- [Yapılacak İşler]:
1) Yargı çalışanlarının sorunlarını anlatan metne göre şu ifadeler doğru mu? (a) Adalet Bakanlığı ulaşım ücretlerini yalnızca üç ilde ödemektedir. (b) Metin, lojmanlara yerleştirmede hakim ve savcılara öncelik verilmesini önermektedir. (c) Yıpranma payı emniyet mensuplarına verilmiştir. Her biri için evet ya da hayır deyin ve metinden belirleyici sözleri aynen alıntılayın.
2) Yargı çalışanlarının sorunlarını anlatan metne göre lojmanlara yerleştirmelerde neden personele öncelik tanınmalıdır? Bir ile üç cümle arasında açıklayın.
3) Yargı çalışanlarının sorunlarını anlatan metne göre Adalet Bakanlığı ulaşım ücretlerini hangi illerde ödemektedir? Hepsini sıralayın.

- [Metinden Alıntı]:
'''
Zaten maddi imkanları kısıtlı olan personelin burada “yer kalırsa” tabiri ile dışlanması büyük tepkilere yol açmaktadır. Maddi imkanlar göz önünde bulundurulduğunda sosyal adalet dengesinin ortadan kalktığı görülmektedir. Bu itibarla personelin bu tesislerden hakim ve savcılar ile birlikte eşit dengede faydalandırılması hakkaniyet kurallarına uygun düşecektir.
Yine adliye personellerinin maddi imkanlarındaki sıkıntılar göz önünde bulundurulduğunda, lojmanlara yerleştirmelerde personele öncelik tanınması çalışma barışını ortaya çıkartacaktır.
ULAŞIM SORUNU
Bir çok kamu kurumunda ulaşımın temini için servis ve ödenek sağlanmışken, maalesef yargı çalışanının bu haktan yoksun bırakıldığı açıktır. Adalet Bakanlığı’nca ulaşım ücretleri sadece üç ilde (İstanbul-İzmir-Ankara) ödenmektedir. Bu durum diğer taşra teşkilatında çalışan arkadaşlar açısından olumsuzluk yaratmaktadır. Sorunun çözümü noktasında tüm yargı çalışanlarına “ücretsiz ulaşım kartı” temin edilmeli ve belediye otobüslerinden ücretsiz faydalanmaları sağlanmalıdır.
YIPRANMA PAYI
Emniyet mensuplarına verilen en son Başbakanımızca sağlık çalışanlarına da verilmesi gündeme getirilen yıpranma payı öncelikle günde 40-50 ayda ortalama 800-900 dosyaya bakan, iş çokluğundan çayı masada soğuyan, aşırı stresli bir ortamda çalışmanın verdiği elem ve kederle evine giden yargı çalışanlarına verilmelidir.
'''
- [Eldeki Veriler]:
'''
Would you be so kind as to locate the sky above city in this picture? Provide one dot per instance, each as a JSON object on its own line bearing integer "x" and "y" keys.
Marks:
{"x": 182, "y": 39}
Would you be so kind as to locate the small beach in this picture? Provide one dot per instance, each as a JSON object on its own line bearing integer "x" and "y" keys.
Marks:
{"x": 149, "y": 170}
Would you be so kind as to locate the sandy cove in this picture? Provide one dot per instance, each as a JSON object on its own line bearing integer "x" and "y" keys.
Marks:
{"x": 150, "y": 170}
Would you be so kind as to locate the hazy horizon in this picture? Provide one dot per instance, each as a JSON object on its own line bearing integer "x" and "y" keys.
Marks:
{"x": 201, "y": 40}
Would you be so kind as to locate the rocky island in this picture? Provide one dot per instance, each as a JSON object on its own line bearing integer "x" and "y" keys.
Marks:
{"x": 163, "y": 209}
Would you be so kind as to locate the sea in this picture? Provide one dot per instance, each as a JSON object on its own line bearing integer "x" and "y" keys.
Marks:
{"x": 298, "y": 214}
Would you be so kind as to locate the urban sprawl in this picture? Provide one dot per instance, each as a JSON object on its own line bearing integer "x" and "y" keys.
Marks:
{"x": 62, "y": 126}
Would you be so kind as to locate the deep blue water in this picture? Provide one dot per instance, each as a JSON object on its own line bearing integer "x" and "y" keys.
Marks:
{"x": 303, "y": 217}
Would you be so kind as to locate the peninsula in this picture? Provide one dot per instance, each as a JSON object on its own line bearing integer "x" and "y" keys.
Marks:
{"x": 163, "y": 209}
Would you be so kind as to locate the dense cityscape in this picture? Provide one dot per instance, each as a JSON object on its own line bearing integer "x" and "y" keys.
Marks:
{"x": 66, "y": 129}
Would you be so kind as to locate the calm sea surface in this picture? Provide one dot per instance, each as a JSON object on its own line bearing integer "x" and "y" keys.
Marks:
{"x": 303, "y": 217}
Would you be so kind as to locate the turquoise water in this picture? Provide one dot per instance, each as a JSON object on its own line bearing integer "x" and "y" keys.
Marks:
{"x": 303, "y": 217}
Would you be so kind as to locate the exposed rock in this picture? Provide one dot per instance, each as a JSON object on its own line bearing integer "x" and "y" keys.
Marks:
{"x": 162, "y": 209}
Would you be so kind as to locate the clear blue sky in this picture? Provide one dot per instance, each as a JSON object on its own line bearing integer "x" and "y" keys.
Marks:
'''
- [Görevlere Göre Yanıtlar]:
1)
(a) Evet: "Adalet Bakanlığı’nca ulaşım ücretleri sadece üç ilde (İstanbul-İzmir-Ankara) ödenmektedir."
(b) Hayır: "lojmanlara yerleştirmelerde personele öncelik tanınması çalışma barışını ortaya çıkartacaktır."
(c) Evet: "Emniyet mensuplarına verilen en son Başbakanımızca sağlık çalışanlarına da verilmesi gündeme getirilen yıpranma payı"

2) Adliye personelinin maddi imkanlarında sıkıntılar vardır. Metne göre bu nedenle lojmanlara yerleştirmede personele öncelik tanınması çalışma barışını ortaya çıkaracaktır.

3) İstanbul, İzmir, Ankara